# ACTIVITY:
Below are some records; print every one of them exactly.

=== STORED DATA ===

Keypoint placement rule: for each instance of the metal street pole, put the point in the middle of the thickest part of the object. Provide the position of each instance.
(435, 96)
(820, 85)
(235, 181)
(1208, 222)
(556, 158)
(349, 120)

===

# OUTPUT FOR THIS TASK:
Keypoint placement rule: for each instance of the metal street pole, put the point in the middle of the thickest part of the object. Provide the position of each instance.
(435, 96)
(820, 85)
(235, 181)
(1208, 222)
(556, 158)
(349, 120)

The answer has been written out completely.